EXCERPTED TEXT:
Well, that didn't take long.
Today on the network's website, there's a noticeably terse statement from CNN correspondent Jessica Yellin attempting to, ahem, "clarify" her admission, made a couple of nights ago on Anderson Cooper 360°, that during the run-up to the Iraq war, she was pressured into altering or killing stories that were critical of the White House.
Yellin makes a point to reassure viewers that she wasn't at CNN back in 2003 -- she was a pentagon reporter for MSNBC at the time -- then flips a pretty sharp U-turn from her previous claim:
"Let me say: No, senior corporate leadership never asked me to take out a line in a script or re-write an anchor intro. I did not mean to leave the impression that corporate executives were interfering in my daily work; my interaction was with senior producers. What was clear to me is that many people running the broadcasts wanted coverage that was consistent with the patriotic fever in the country at the time. It was clear to me they wanted their coverage to reflect the mood of the country."

Bounding box annotation entries:

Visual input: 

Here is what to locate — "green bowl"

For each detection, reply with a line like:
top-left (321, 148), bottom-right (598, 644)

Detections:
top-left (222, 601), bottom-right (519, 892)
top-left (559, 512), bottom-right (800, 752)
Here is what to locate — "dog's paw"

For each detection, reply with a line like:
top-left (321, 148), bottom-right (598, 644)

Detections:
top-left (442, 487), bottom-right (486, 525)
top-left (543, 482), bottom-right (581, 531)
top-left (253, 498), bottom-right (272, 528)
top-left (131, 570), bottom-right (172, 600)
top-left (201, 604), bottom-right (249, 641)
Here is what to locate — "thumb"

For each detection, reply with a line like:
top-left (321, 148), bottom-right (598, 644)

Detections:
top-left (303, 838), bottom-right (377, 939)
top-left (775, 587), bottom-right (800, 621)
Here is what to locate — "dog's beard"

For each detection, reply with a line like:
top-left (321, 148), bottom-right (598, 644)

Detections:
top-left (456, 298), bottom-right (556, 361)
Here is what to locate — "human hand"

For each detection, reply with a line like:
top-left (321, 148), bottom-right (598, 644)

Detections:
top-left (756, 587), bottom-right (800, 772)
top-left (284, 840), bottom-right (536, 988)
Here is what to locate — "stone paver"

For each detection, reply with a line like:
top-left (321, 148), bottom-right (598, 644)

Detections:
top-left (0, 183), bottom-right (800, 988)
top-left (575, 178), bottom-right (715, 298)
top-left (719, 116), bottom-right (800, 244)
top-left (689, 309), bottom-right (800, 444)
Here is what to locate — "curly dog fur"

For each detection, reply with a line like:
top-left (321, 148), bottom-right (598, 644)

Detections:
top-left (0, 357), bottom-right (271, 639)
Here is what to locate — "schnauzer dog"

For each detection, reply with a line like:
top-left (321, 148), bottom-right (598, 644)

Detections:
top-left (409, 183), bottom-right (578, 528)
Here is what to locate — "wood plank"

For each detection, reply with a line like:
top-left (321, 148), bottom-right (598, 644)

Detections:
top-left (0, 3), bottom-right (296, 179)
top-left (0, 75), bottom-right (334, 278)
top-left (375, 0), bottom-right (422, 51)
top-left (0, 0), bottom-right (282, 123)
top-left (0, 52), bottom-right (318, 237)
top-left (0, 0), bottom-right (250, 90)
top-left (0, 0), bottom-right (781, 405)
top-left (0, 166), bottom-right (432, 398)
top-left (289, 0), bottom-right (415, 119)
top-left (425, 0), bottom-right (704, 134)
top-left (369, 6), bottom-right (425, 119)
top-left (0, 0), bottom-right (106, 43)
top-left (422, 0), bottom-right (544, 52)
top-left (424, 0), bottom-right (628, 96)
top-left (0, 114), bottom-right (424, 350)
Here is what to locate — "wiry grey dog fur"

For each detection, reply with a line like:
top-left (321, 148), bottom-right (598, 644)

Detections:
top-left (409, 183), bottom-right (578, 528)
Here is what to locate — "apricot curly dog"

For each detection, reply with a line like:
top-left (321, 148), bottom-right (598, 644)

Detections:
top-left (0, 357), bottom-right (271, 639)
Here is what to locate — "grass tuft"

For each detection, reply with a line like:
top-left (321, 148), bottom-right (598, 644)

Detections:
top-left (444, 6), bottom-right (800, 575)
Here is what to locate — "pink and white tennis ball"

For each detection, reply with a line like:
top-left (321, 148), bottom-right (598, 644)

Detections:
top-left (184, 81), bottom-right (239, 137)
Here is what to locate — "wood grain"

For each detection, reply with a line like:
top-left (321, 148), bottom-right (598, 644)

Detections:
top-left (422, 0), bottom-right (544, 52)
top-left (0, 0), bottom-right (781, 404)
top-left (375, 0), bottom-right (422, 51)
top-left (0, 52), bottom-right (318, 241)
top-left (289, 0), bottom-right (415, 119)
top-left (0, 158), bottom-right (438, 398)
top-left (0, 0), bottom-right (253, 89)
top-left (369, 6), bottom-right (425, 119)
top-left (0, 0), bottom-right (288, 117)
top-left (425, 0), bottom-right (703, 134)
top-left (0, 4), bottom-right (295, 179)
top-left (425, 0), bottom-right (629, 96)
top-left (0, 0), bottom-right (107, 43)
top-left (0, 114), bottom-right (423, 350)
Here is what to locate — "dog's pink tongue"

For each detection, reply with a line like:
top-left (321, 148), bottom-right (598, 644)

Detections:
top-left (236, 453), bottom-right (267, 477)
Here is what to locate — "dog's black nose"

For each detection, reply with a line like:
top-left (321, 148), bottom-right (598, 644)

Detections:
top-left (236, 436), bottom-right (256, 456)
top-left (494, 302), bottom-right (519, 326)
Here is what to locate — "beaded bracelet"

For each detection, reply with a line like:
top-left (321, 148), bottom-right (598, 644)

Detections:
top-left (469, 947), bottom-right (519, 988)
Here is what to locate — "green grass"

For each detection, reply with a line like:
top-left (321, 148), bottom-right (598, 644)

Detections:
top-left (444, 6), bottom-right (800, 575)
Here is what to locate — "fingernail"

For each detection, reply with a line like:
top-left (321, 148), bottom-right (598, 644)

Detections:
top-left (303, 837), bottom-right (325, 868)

JOB 1:
In the piece on Jessica Yellin's statement, which network employed her as a Pentagon reporter in 2003?
JOB 2:
Extend the piece on Jessica Yellin's statement, picking up after its final sentence.

ANSWER 1:
MSNBC

ANSWER 2:
The statement ends, amusingly, with Yellin saying, "And now I'm going back to work covering the Puerto Rico primary from San Juan."
From which I'll never return.
What makes Jessica Yellin's "clarification" so much fun is that you can almost see the gun being pointed at her head by CNN management as you read her words. She may as well be staring nervously through a crack in the doorway, telling the cop who just pulled up, "Oh no officer, I was a little upset when I made that phone call. There's nothing wrong. Everything's fine in here." Yellin hopes to deflect attention away from the executives who truly call the shots and set the mood in today's newsrooms and onto the mid-level pawns who are in constant and direct contact with her on a daily basis -- the problem of course being that edicts roll down from the top; who the hell do you think is making it clear to the senior producers the direction the broadcasts need to be going in?
Without realizing it, Yellin may have just helped to illustrate a pretty repugnant truism within the rubric of corporate journalism these days: Everything seems designed to insulate the people at the top, protecting them from exposure to accountability. The only factor that truly has the ability to affect the lives of the executives in the adminisphere or their corporate overlords is the ratings. The numbers are the end that will always justify the means; what those means may be is irrelevant -- not when ad revenue is at stake. If you think it's something bordering on tragic that the hierarchy within most modern news operations works like the Mafia -- or maybe Congress -- you're right.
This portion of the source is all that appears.